What you have to do:
Would you please write out every record exactly?

Records provided:
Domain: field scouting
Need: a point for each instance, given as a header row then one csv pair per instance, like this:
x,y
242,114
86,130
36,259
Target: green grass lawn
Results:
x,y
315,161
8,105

Result:
Domain: field scouting
Need: a point for each instance, given as a header row then one csv pair per instance, like this:
x,y
242,114
86,130
36,259
Target: green grass lawn
Results:
x,y
315,161
8,105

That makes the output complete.